Exercise task:
Swap "one dot per instance" for "a single marker for each instance" everywhere in the rows below, change nothing else, and leave the pictures out.

□ □ □

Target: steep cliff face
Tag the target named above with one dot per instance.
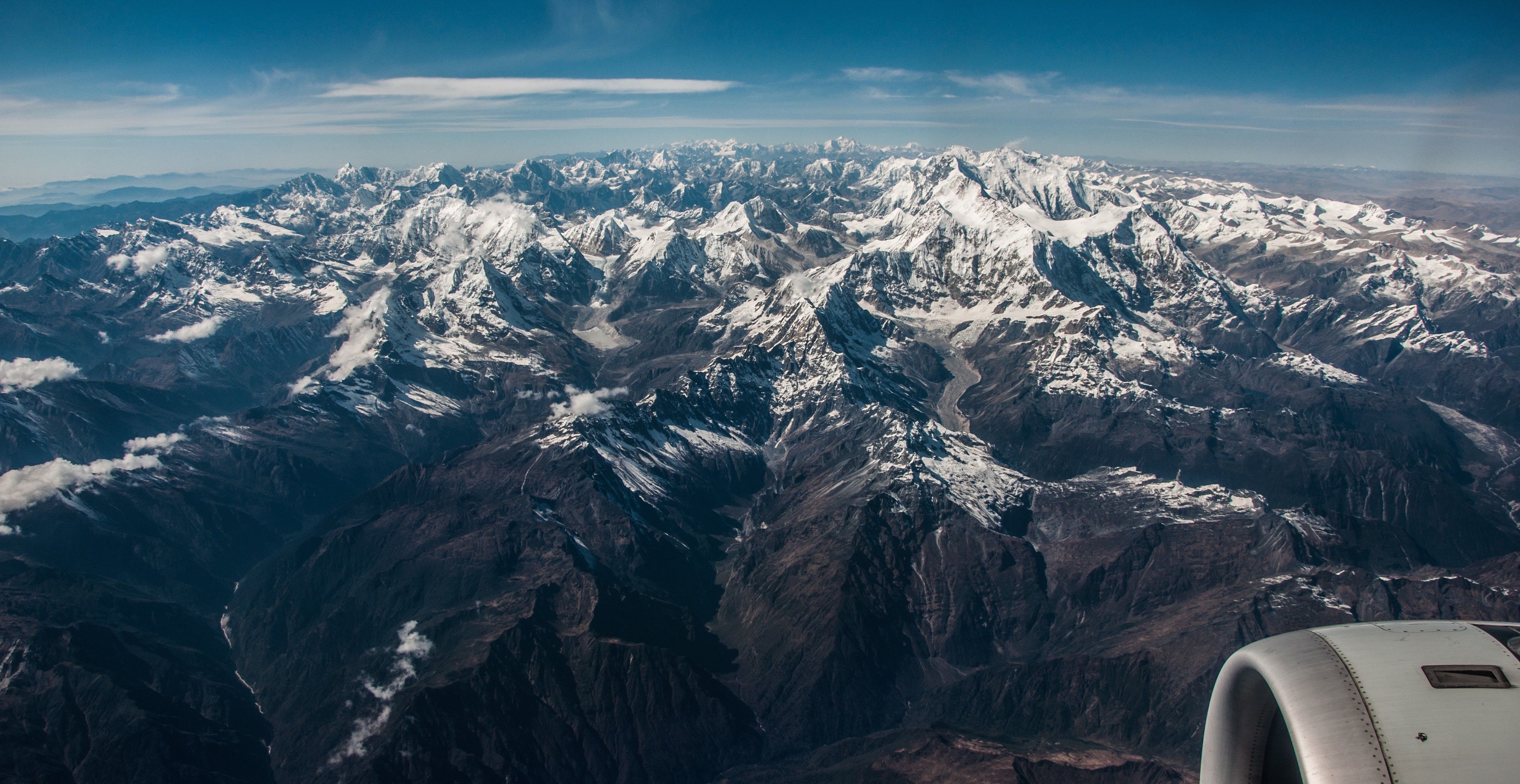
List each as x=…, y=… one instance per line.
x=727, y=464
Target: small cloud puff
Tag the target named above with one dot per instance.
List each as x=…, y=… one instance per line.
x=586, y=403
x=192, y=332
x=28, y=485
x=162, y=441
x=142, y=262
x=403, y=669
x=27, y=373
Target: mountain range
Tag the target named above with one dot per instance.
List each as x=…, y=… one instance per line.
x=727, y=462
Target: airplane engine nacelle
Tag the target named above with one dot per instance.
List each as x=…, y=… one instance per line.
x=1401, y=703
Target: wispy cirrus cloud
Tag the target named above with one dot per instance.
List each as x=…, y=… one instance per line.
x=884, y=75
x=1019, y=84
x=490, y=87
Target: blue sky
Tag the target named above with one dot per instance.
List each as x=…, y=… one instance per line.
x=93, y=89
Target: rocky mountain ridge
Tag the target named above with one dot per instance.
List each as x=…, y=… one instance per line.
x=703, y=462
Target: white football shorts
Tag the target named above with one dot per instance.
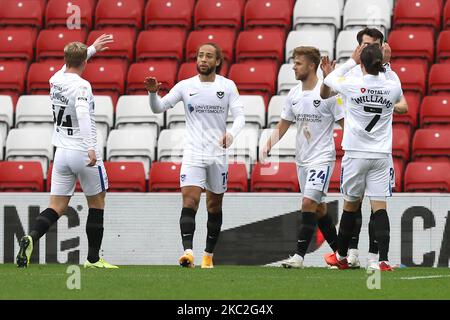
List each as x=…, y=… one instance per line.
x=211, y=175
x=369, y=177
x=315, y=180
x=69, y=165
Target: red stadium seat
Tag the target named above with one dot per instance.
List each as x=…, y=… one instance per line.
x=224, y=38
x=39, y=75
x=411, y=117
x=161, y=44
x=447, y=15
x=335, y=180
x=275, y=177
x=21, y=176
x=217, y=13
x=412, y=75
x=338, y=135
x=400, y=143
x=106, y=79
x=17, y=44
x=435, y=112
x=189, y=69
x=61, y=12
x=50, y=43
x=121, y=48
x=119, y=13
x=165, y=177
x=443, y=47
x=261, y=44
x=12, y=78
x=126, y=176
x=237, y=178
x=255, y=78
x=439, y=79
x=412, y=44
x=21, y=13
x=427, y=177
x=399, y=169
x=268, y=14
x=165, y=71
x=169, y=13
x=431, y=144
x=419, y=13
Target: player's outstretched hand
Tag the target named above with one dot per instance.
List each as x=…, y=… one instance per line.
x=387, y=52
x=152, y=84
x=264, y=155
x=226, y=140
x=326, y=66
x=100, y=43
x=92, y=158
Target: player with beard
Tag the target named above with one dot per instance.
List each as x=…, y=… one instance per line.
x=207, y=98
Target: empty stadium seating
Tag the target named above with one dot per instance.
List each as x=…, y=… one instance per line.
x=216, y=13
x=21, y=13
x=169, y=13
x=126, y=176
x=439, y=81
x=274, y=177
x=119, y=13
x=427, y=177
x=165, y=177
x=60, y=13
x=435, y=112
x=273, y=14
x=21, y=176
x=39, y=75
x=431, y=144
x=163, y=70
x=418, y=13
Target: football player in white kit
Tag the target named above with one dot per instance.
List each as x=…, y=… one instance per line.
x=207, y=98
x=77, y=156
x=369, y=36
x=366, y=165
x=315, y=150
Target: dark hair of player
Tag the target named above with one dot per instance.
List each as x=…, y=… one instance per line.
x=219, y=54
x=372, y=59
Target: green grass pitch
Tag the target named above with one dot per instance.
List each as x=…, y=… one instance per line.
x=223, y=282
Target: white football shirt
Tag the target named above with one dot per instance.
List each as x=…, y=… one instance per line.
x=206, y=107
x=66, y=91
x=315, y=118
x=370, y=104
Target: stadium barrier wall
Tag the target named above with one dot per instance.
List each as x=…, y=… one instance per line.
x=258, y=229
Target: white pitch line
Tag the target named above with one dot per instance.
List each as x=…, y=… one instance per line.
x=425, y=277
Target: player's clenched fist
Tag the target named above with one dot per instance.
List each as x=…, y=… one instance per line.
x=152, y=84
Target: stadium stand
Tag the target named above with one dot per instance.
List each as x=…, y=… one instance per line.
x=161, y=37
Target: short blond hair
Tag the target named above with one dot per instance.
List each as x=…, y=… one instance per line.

□ □ □

The response:
Target: steep cliff face
Tag the target named above with a single marker for each instance.
List each as x=…, y=… one instance per line.
x=727, y=464
Target: small cloud puff
Tag the target named above with a single marker for each instance.
List each as x=…, y=… one instance per line.
x=586, y=403
x=192, y=332
x=28, y=485
x=162, y=441
x=142, y=262
x=403, y=669
x=27, y=373
Target: mountain range
Tag the target named above with a single marker for each instance.
List each as x=…, y=… one instance per line.
x=727, y=462
Target: airplane engine nacelle
Tag the target named above with a single marker for each instance.
List each as x=…, y=… one instance per line.
x=1401, y=703
Target: wispy cirrus cloud
Tag the target named above with a single marker for each instance.
List each as x=…, y=… one instance per line.
x=884, y=75
x=1019, y=84
x=490, y=87
Target: blue sky
Tag the target named above with a single marker for each instance.
List each as x=…, y=… one instance per line.
x=93, y=89
Target: rocky mountain ridge
Tag the target named above with a single marker for each instance.
List each as x=…, y=… one instance per line.
x=703, y=462
Target: white football shorts
Tag the target named above with a single marker for each instance.
List each as x=…, y=… one instance per line.
x=211, y=175
x=369, y=177
x=315, y=180
x=69, y=165
Target: red stadium seat
Tag the target named above with a single marker for each instance.
List each as x=…, y=… one instance per line.
x=224, y=38
x=39, y=75
x=411, y=117
x=161, y=44
x=447, y=15
x=335, y=180
x=275, y=177
x=21, y=176
x=217, y=13
x=412, y=75
x=338, y=135
x=400, y=143
x=106, y=79
x=17, y=44
x=435, y=112
x=189, y=69
x=61, y=12
x=50, y=43
x=121, y=48
x=119, y=13
x=165, y=177
x=443, y=47
x=261, y=44
x=12, y=78
x=126, y=176
x=237, y=178
x=255, y=78
x=439, y=79
x=412, y=44
x=21, y=13
x=427, y=177
x=399, y=169
x=268, y=14
x=165, y=71
x=169, y=13
x=431, y=144
x=419, y=13
Target: player's outstretched hand
Tag the target named above with a single marker for each instance.
List each as x=…, y=… one instance per line.
x=387, y=52
x=152, y=84
x=264, y=155
x=226, y=140
x=326, y=66
x=100, y=43
x=92, y=158
Target: player with beard
Tag the target named above with a single marker for each instance.
List each as x=…, y=… one instance per line.
x=207, y=98
Target: empty stadium seating
Tag the target named above with a single marker for each instance.
List each as x=…, y=… one instance per line.
x=216, y=13
x=21, y=13
x=169, y=13
x=126, y=176
x=439, y=81
x=274, y=177
x=119, y=13
x=427, y=177
x=165, y=177
x=60, y=13
x=435, y=112
x=273, y=14
x=21, y=176
x=39, y=75
x=431, y=144
x=163, y=70
x=418, y=13
Target: football player in white kit
Tag the target named above with a single marker for each instance.
List each as x=…, y=… one instance per line.
x=207, y=98
x=77, y=156
x=369, y=36
x=366, y=165
x=315, y=150
Target: dark hair of player
Tag the target named above with a single marker for each instance.
List each as x=…, y=… one instance per line.
x=219, y=54
x=372, y=59
Target: green grass pitch
Tag the target named above with a single marker for each instance.
List each as x=…, y=… one instance per line.
x=223, y=282
Target: white football shirt
Tag the target named above with a single marker for each instance.
List each as x=…, y=… one instance per line.
x=206, y=107
x=66, y=91
x=315, y=118
x=370, y=104
Target: stadium barrier wall
Tag the target named above with a single marker for each instance.
List each as x=…, y=… one instance per line.
x=258, y=229
Target: white pitch line
Tag the target named above with a single marker for each instance.
List each as x=…, y=… one instance per line.
x=425, y=277
Target: player's clenched fist
Tag the target named above with a single marker for each instance.
List each as x=…, y=… one instance per line.
x=152, y=84
Target: stadium stand
Tag the target named above with a single marker for each instance.
List each as x=…, y=… one instance per line.
x=161, y=37
Target: short blond hair
Tag the target named above with a single marker for each instance.
List each as x=…, y=… one instance per line.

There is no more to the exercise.